* **PASSAGE TO READ**
= = =
I never realized that I was a Kraut until I lived in Italy. As an American, I always just blended in, so it never occurred to me to consider my ancestors as part of my identity. However, in bella Italia I couldn’t order a cappuccino or board a bus without a perfect stranger speaking to me in a halting square-ish language that I discovered was German. Sometimes it takes an outside perspective to discern the obvious.
At this point, I have lived here in Baltimore for close to fifteen years and I consider myself a connoisseur of local arts and culture, so it was with trepidation that I checked out the new Outpost Journal, a magazine entirely devoted to the local cultural landscape and written by New Yorkers. I expected the usual crab picking, Edgar Allan Poe, ‘grit’, and Natty Boh clichés, and was disappointed to find them prominently featured, but I also found a number of new, insightful, and surprising revelations which expanded my own understanding of Baltimore’s creative culture.
= = =
* **RECORDS PROVIDED**
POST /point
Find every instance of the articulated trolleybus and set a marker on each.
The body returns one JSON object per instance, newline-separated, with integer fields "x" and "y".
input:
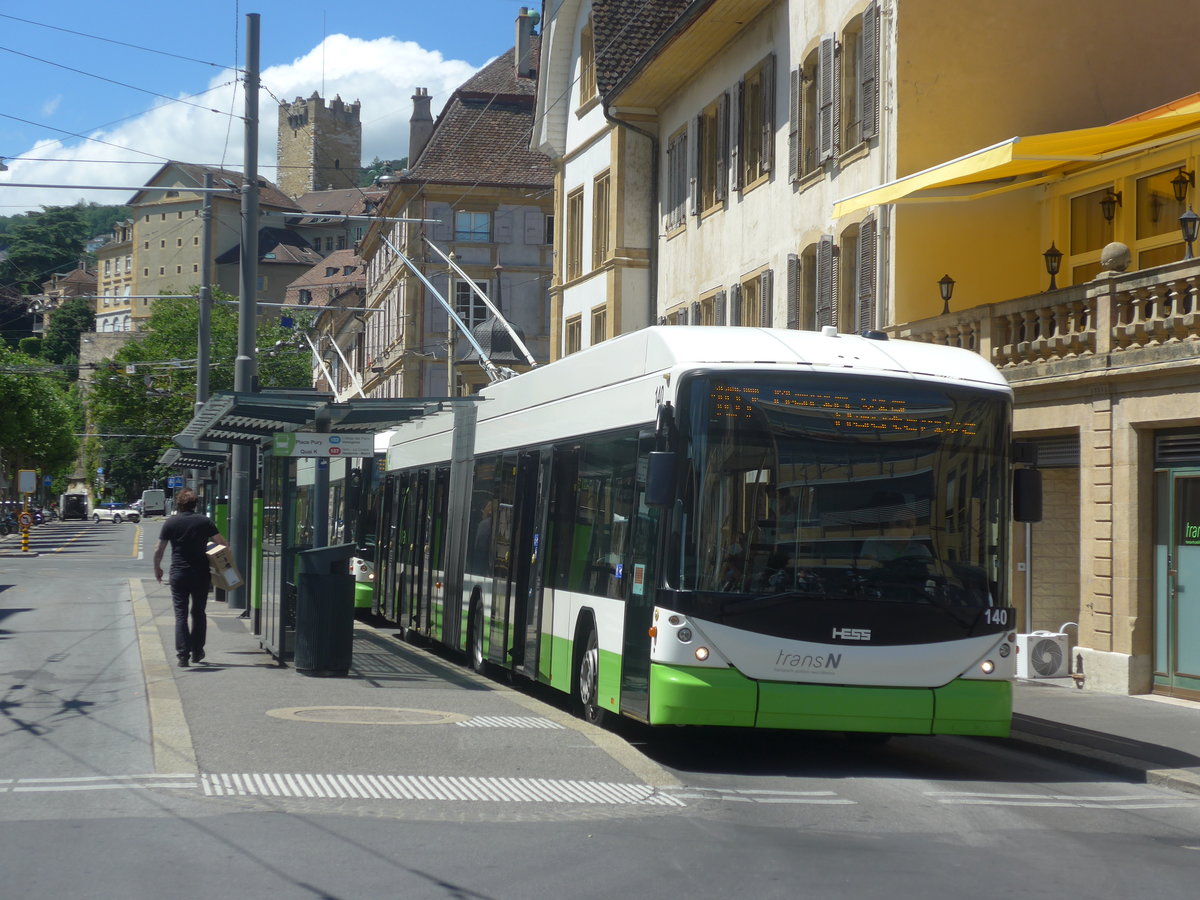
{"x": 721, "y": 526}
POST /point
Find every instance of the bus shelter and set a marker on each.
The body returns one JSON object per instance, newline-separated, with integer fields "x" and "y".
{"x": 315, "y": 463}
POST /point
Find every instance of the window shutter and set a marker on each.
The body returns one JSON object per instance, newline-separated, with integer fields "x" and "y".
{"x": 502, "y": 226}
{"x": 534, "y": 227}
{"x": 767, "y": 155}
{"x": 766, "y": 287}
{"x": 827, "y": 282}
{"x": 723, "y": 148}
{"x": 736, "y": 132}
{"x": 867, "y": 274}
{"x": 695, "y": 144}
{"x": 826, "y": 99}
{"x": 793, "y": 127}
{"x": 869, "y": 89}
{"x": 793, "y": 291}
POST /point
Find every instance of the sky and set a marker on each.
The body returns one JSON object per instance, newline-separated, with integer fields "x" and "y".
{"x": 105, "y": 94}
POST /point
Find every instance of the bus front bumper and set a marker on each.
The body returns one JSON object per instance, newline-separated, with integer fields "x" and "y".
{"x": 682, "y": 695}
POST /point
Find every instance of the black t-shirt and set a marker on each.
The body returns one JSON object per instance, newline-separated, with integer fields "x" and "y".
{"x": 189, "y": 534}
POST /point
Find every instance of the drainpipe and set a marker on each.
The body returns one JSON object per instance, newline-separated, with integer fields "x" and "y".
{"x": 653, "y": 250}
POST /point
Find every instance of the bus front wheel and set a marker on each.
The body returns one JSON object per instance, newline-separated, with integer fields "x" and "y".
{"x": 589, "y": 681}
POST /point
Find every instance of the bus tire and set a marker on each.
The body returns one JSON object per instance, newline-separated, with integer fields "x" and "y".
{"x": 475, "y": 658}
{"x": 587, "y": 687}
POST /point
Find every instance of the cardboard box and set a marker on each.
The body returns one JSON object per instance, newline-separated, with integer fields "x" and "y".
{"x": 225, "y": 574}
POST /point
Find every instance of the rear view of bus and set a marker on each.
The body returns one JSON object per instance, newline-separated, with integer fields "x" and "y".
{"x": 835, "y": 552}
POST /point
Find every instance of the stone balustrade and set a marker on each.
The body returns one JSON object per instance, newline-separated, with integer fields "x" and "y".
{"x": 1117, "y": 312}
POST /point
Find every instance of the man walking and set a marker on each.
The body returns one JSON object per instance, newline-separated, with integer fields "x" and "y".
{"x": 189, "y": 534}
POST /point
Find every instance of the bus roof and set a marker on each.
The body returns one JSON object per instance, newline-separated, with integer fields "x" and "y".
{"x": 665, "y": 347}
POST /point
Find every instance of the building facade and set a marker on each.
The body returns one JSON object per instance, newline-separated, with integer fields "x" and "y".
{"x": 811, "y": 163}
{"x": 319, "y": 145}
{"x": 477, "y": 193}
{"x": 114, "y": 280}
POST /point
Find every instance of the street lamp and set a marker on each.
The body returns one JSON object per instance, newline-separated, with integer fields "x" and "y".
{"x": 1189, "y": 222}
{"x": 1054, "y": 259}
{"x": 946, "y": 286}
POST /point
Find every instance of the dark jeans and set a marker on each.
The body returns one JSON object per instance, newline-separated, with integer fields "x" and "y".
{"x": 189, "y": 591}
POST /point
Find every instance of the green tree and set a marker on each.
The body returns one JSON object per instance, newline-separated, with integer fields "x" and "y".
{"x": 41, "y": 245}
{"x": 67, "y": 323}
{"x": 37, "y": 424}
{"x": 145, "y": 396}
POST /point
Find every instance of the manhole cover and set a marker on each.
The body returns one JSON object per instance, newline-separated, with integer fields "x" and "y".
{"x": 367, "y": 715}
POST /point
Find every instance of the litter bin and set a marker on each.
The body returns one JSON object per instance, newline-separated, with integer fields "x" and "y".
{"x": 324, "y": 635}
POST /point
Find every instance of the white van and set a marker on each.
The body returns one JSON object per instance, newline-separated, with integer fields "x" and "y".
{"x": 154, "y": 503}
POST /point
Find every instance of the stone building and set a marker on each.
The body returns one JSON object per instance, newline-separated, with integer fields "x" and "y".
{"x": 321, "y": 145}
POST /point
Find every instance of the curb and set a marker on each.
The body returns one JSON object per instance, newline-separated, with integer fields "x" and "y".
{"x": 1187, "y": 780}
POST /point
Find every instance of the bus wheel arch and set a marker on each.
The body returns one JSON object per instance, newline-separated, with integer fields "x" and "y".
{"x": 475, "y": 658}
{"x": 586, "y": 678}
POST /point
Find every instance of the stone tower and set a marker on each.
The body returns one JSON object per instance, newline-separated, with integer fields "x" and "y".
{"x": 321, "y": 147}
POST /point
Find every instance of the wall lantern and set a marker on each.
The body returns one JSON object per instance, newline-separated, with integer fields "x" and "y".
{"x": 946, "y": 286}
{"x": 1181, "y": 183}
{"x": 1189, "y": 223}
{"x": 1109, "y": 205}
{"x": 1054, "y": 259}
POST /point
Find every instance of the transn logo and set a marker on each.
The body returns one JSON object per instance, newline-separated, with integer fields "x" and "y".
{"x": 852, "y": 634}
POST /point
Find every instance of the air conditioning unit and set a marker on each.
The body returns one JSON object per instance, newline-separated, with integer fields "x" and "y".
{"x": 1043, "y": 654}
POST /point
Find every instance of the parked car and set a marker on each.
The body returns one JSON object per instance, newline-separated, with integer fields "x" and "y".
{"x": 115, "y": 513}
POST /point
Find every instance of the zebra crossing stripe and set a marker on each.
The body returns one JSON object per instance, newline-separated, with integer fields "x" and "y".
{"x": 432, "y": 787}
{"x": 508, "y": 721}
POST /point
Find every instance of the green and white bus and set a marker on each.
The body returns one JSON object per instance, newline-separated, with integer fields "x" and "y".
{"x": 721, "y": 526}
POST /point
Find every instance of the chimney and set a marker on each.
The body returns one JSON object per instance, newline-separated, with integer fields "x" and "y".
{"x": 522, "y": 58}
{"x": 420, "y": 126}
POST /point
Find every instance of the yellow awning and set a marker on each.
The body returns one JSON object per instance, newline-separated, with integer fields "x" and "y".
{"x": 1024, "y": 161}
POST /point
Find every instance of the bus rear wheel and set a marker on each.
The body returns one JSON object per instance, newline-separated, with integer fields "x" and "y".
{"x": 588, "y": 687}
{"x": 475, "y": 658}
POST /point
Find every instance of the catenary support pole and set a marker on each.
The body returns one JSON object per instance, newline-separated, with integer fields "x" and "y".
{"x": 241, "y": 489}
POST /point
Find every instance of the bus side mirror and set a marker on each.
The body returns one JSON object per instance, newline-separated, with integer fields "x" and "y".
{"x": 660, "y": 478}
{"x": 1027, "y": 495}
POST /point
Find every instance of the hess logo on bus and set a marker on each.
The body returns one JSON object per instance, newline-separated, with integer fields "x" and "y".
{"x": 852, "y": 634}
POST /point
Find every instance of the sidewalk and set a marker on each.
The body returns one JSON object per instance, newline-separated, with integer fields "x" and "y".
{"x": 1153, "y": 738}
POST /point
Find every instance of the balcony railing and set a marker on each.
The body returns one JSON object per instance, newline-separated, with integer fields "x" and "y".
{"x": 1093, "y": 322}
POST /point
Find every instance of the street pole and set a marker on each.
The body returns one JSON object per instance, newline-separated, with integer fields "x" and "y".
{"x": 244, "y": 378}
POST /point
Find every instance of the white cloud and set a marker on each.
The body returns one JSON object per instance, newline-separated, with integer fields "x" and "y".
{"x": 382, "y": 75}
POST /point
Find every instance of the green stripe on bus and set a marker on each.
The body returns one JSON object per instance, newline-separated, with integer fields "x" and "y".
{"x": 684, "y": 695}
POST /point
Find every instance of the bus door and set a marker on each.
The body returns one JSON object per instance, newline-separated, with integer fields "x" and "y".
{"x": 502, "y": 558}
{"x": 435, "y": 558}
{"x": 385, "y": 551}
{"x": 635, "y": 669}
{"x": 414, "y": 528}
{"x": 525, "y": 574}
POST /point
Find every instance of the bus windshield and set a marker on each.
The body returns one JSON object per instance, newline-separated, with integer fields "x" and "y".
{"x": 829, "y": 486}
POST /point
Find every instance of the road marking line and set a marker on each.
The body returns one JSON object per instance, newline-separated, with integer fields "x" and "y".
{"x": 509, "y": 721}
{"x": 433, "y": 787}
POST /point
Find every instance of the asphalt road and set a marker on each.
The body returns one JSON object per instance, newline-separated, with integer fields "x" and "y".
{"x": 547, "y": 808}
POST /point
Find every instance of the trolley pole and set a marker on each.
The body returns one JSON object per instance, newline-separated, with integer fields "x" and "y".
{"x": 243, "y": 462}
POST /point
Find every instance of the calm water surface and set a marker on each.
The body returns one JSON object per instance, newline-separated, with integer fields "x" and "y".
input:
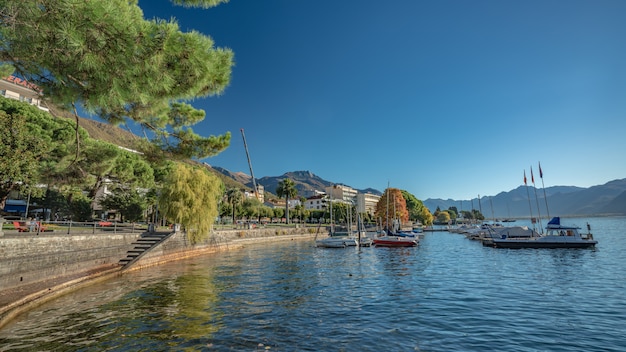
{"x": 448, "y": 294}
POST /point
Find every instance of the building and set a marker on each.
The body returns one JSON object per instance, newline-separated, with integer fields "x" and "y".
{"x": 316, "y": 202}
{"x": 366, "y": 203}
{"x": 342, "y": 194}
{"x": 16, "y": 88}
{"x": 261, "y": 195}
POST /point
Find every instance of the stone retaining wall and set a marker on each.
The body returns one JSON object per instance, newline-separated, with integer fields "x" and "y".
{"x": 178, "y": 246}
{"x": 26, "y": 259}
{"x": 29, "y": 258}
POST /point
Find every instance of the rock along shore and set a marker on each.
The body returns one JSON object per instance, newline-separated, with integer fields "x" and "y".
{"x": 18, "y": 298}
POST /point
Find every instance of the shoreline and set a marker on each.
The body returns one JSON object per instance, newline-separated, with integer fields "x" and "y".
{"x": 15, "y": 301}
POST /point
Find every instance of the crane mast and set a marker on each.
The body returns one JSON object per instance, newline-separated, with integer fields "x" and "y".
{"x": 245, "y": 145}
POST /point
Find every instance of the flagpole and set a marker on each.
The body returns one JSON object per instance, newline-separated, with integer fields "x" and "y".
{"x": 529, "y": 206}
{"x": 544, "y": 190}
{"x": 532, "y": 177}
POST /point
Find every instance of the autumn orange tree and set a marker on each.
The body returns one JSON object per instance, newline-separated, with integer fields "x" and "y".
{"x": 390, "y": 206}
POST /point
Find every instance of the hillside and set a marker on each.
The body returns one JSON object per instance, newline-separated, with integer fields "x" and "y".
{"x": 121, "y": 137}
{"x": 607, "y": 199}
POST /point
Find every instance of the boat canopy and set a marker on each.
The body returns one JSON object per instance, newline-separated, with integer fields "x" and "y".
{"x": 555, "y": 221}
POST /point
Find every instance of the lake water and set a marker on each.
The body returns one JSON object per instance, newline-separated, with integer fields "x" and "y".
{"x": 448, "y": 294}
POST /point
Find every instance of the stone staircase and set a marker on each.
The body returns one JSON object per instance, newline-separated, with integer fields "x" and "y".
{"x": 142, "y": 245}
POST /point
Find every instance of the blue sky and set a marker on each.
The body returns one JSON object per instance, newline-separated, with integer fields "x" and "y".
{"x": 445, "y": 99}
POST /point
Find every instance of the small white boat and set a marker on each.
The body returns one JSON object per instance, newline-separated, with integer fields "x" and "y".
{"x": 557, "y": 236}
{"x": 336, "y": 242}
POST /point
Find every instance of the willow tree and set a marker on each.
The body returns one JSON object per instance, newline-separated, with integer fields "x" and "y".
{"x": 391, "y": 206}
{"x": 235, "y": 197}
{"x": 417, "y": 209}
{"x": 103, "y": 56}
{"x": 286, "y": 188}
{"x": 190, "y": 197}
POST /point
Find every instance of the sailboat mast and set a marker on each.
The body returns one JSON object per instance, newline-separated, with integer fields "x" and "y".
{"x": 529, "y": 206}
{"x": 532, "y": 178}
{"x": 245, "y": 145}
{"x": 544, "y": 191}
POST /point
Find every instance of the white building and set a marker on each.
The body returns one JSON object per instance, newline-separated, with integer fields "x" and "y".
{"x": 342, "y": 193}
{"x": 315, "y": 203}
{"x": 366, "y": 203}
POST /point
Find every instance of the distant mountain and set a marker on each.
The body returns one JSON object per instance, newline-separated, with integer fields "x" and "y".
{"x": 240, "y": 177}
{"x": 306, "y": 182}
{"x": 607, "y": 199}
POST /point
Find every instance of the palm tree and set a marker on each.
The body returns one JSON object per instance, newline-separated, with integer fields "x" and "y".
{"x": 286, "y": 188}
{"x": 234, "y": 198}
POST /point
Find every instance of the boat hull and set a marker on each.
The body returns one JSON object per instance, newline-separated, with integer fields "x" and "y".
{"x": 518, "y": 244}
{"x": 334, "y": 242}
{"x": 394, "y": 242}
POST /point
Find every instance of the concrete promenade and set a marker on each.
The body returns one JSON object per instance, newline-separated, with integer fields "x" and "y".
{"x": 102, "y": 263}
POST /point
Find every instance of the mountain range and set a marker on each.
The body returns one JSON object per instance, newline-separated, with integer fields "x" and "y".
= = =
* **GIVEN REQUEST A**
Find every line in the records that contains the string "road" and copy each one.
* **GIVEN REQUEST B**
Please continue the essay on Baltimore's creative culture, starting after its last sentence.
The essay on Baltimore's creative culture has no connection to the records.

* **EXPECTED OUTPUT A**
Find every instance of the road marking line and set a marker on each.
Find every instance of the asphalt road and set a marker on each.

* **EXPECTED OUTPUT B**
For starters, who knew that Barack Obama’s favorite TV character is Omar Little? (A man’s gotta have a code!) Did you know that Baltimore was second only to New York as a port of entry for immigrants in the 1800′s? And, did you know the very first railroad station in the US was built in Baltimore? AND AND that the very same railroad station is the home to MICA’s Sculpture Department? That’s pretty cool. Less interesting to me was the official state sport (jousting) and official state crustacean (duh), but it was nice to be reminded of famous Baltimore alumni Billie Holiday, Philip Glass, and Elmo. I definitely appreciate well-researched random information.
After the introduction, the magazine jumps right into Baltimore’s diverse cultural offerings, starting with a typically overlooked treasure, beloved by schoolchildren all over the state: The Great Blacks in Wax Museum. From there, Outpost veers into a lengthy interview with Twig Harper and Carly Ptak, founders of Tarantula Hill recording studio and band members of Nautical Almanac, with beautiful pictures of the duo and their home. Then the mag features twelve different Baltimore visual artists, a page a piece, with a short written text, images of their work, and quotes from each about their favorite Baltimore stuff. It’s not deep, and most of the featured artists are the ‘usual suspects’ we read about all the time, but it’s a well rounded group and I have no major complaints with their picks.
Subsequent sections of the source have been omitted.